• [GOAL OF THE EXERCISE]: In the listing that follows, how many lines have the word "every" in them? Give only the number.

################

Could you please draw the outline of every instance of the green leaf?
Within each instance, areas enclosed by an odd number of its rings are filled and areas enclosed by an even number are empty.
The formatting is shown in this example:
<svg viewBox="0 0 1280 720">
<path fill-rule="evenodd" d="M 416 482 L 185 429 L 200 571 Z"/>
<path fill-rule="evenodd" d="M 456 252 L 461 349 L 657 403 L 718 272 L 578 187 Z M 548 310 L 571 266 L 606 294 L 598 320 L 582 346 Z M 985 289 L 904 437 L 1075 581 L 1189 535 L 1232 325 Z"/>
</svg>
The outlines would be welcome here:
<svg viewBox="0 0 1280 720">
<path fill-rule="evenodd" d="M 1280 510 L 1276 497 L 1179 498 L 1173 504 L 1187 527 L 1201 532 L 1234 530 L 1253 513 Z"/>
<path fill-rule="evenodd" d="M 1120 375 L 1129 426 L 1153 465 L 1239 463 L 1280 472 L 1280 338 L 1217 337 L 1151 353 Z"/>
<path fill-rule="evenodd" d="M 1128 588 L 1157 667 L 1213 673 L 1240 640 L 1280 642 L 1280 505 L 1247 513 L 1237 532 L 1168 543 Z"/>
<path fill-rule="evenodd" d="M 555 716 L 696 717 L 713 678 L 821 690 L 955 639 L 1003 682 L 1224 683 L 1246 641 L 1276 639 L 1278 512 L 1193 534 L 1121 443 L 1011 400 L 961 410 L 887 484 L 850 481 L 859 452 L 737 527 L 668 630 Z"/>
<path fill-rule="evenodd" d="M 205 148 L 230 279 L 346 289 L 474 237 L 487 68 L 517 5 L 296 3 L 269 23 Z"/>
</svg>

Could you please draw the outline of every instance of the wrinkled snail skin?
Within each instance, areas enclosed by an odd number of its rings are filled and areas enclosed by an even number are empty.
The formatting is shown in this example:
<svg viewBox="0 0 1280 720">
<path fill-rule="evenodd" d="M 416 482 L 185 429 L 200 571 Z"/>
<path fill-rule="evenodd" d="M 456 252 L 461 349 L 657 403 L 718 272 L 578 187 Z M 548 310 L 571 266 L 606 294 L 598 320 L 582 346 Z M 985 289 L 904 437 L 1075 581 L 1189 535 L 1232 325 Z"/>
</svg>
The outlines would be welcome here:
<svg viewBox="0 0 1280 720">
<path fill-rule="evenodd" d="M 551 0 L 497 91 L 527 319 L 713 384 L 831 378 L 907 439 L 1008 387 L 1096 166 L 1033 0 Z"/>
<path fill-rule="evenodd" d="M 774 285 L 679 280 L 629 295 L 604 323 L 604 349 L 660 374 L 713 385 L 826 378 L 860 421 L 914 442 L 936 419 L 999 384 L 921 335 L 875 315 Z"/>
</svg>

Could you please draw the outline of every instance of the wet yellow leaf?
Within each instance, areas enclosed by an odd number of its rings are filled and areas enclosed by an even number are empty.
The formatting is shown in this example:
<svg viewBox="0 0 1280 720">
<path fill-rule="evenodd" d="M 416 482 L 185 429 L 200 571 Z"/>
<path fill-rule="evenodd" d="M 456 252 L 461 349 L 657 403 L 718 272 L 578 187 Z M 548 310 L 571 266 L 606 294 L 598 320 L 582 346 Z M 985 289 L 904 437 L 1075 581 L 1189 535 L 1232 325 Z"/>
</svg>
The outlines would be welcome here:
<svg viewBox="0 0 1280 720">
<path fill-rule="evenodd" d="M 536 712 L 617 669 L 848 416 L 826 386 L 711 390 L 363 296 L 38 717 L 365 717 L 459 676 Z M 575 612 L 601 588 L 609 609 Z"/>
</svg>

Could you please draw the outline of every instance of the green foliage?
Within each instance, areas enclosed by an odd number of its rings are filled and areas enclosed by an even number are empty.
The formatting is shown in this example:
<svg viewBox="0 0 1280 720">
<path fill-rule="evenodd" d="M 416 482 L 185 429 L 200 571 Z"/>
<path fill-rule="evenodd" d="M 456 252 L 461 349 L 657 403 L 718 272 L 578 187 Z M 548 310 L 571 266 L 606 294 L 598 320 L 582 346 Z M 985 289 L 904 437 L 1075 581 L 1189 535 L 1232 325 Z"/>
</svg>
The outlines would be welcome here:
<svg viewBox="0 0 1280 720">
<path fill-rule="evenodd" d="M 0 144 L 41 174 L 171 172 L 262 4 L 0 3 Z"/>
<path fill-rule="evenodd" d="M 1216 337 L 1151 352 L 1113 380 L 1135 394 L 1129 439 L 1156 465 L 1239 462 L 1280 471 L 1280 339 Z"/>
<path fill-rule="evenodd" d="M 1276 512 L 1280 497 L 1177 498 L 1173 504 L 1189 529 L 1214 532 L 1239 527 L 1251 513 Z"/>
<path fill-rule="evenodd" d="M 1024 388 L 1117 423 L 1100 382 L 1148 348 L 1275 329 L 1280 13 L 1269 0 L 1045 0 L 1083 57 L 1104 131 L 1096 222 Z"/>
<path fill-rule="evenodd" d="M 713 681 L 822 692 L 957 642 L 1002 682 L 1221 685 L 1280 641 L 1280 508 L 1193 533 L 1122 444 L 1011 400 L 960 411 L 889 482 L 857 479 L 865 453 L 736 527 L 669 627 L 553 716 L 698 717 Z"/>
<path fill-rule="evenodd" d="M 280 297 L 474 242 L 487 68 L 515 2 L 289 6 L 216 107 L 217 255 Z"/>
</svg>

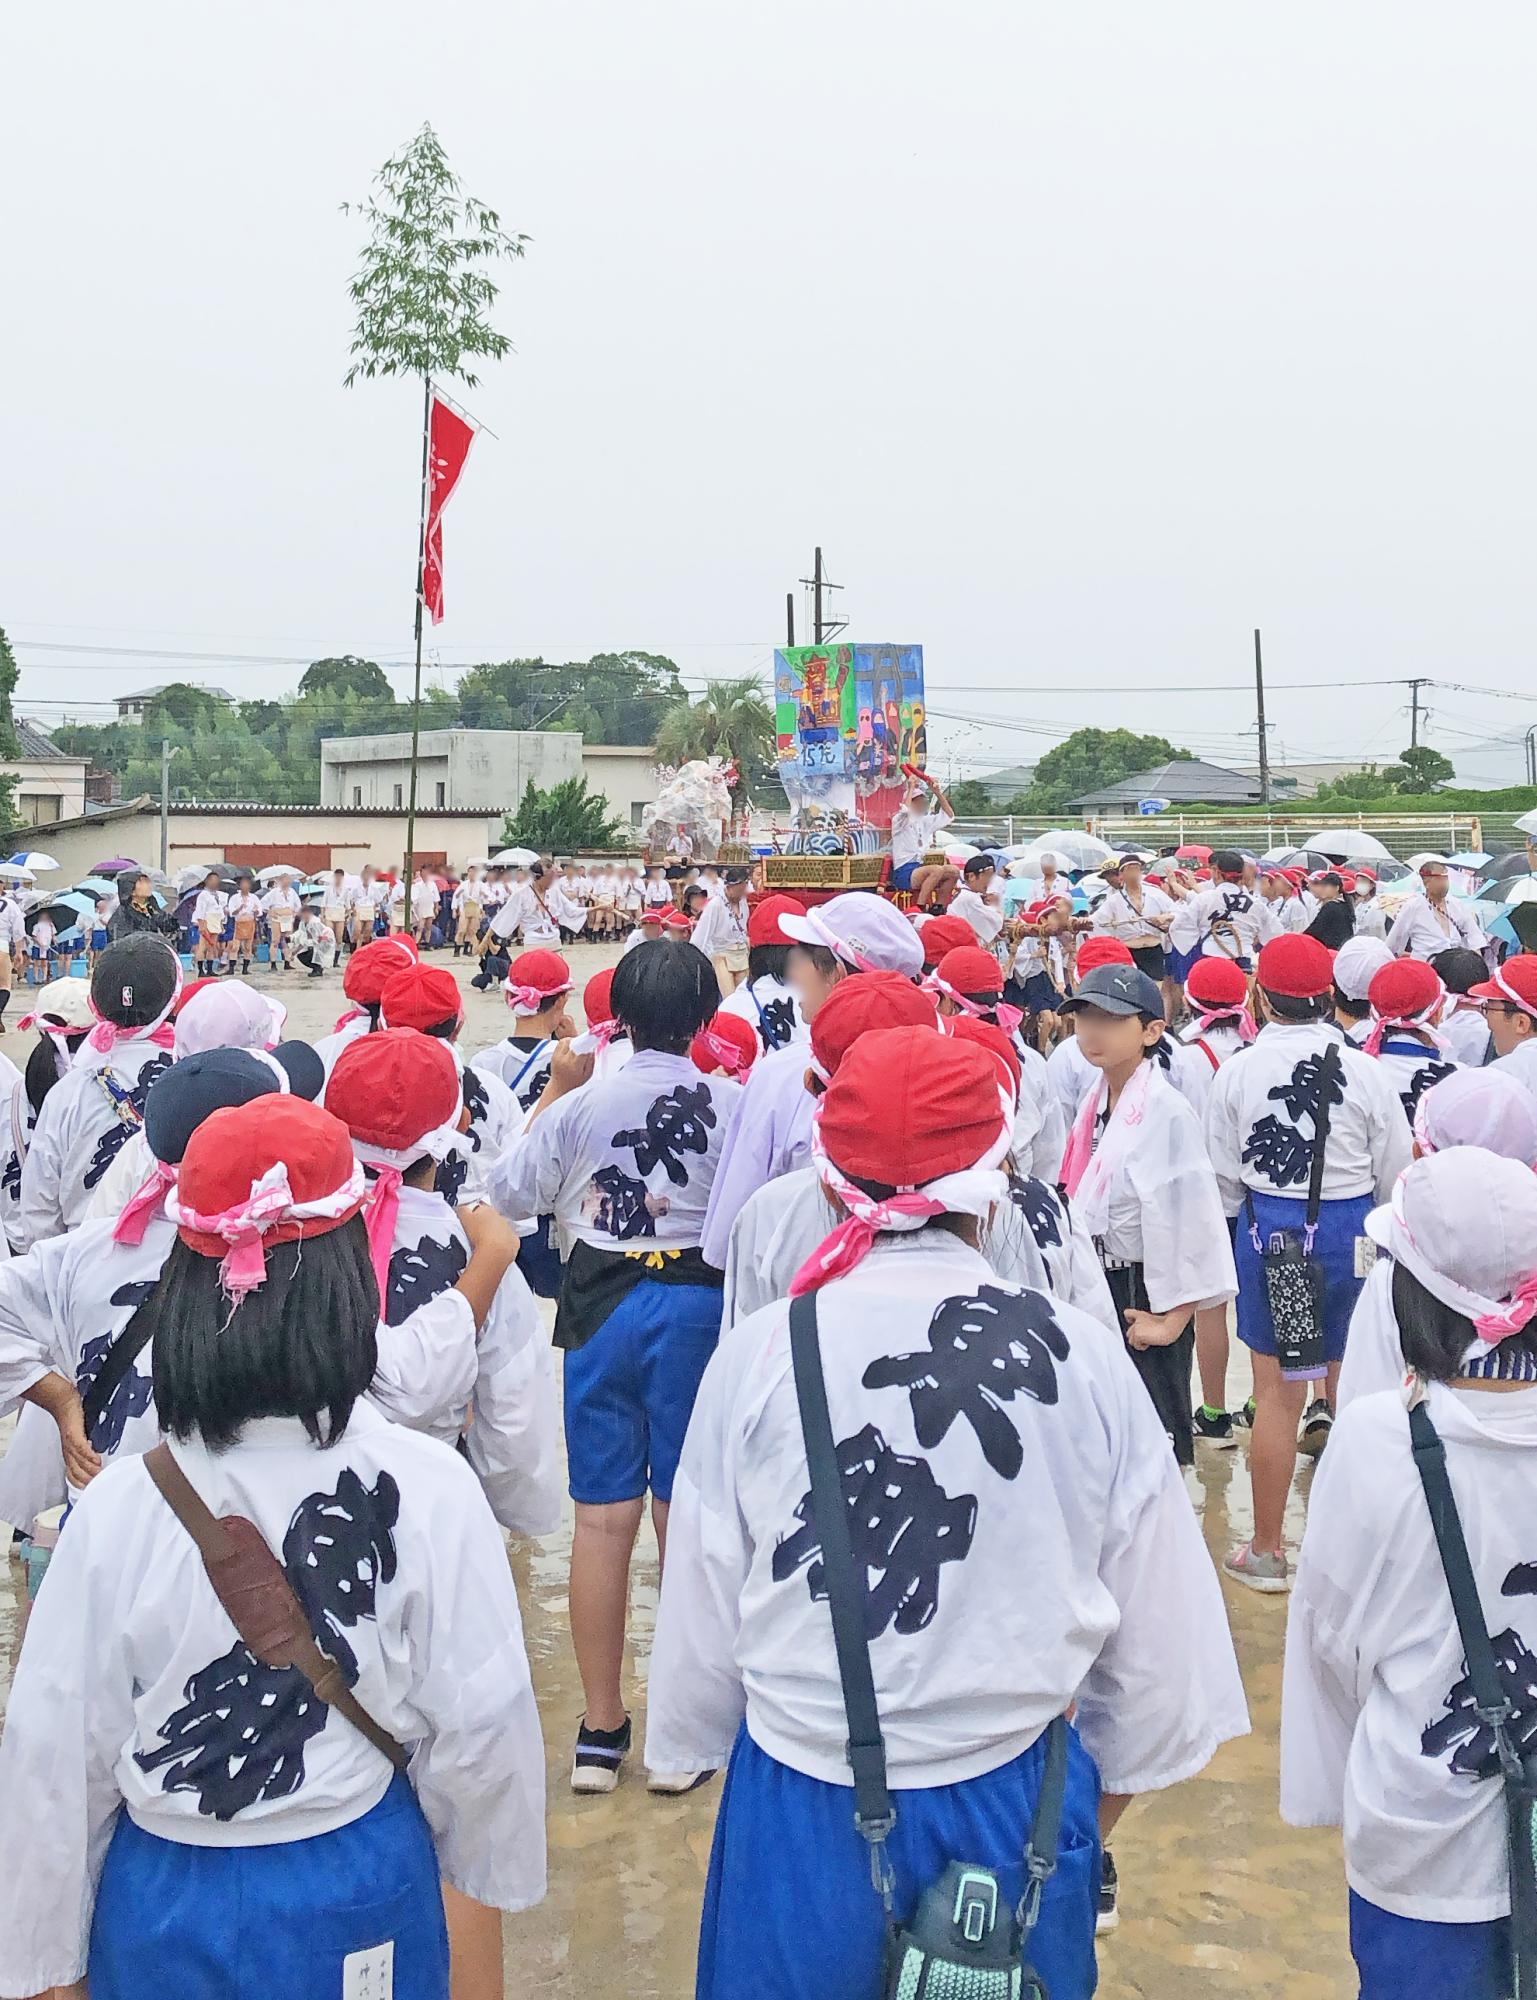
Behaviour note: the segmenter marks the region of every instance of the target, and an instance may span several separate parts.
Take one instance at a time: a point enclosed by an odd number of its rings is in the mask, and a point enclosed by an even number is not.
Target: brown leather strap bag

################

• [EXPECTED OUTPUT]: 5